» What to do
Can you output, unchanged, the lines of the material from the one containing "Short-answer question: Specify the bounding box of the blue" through the very last line, including both?

[Detection annotation records]

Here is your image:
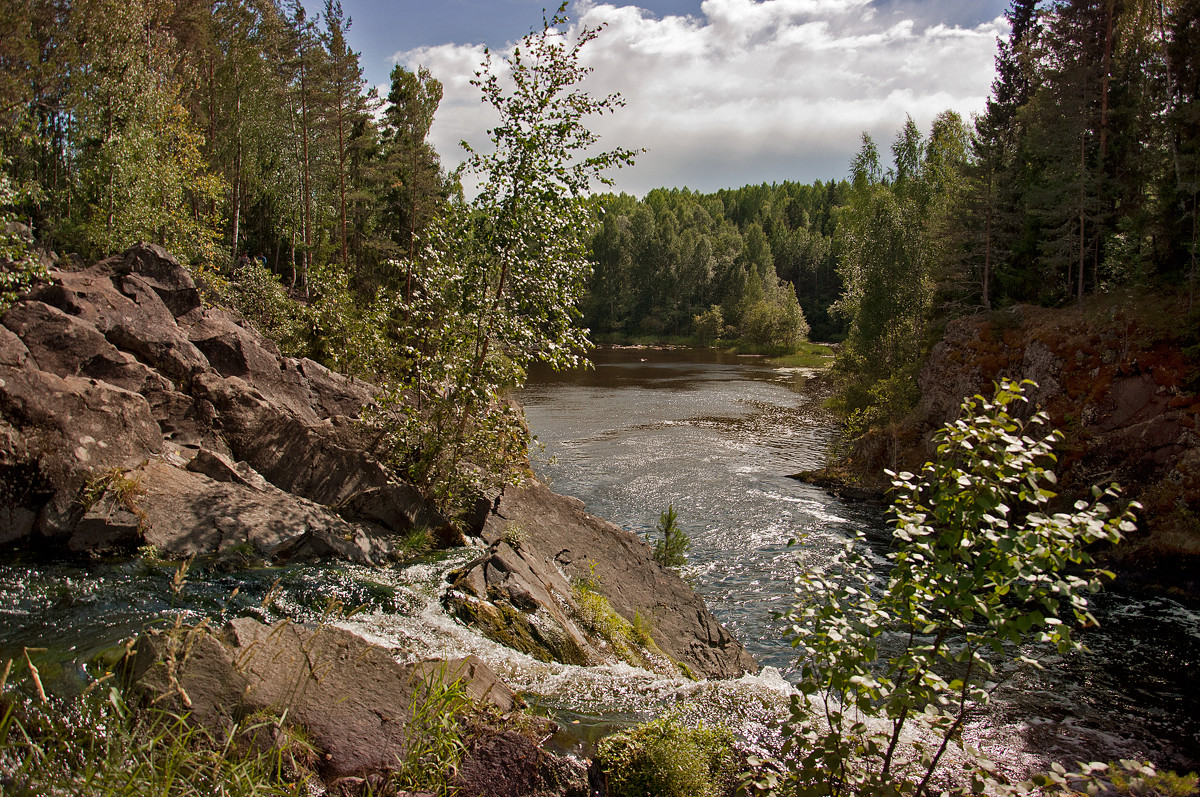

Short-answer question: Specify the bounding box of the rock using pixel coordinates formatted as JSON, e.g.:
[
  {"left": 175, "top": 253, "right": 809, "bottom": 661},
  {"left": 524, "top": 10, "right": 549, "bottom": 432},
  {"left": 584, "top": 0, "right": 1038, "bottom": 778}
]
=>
[
  {"left": 187, "top": 449, "right": 268, "bottom": 492},
  {"left": 338, "top": 483, "right": 463, "bottom": 549},
  {"left": 133, "top": 453, "right": 389, "bottom": 564},
  {"left": 128, "top": 618, "right": 514, "bottom": 779},
  {"left": 907, "top": 298, "right": 1200, "bottom": 594},
  {"left": 0, "top": 366, "right": 162, "bottom": 541},
  {"left": 454, "top": 731, "right": 588, "bottom": 797},
  {"left": 110, "top": 244, "right": 200, "bottom": 318},
  {"left": 193, "top": 373, "right": 391, "bottom": 505},
  {"left": 451, "top": 481, "right": 757, "bottom": 677}
]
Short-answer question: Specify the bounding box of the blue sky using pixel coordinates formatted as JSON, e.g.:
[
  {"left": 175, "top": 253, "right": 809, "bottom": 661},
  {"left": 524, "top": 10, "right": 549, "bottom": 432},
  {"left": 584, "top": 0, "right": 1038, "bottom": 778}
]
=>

» Response to this exercise
Short-answer question: Specify the bounding box of the blue sky using pixel coordinates formatted as JSON, e.g.:
[
  {"left": 175, "top": 253, "right": 809, "bottom": 661},
  {"left": 524, "top": 10, "right": 549, "bottom": 432},
  {"left": 584, "top": 0, "right": 1038, "bottom": 778}
]
=>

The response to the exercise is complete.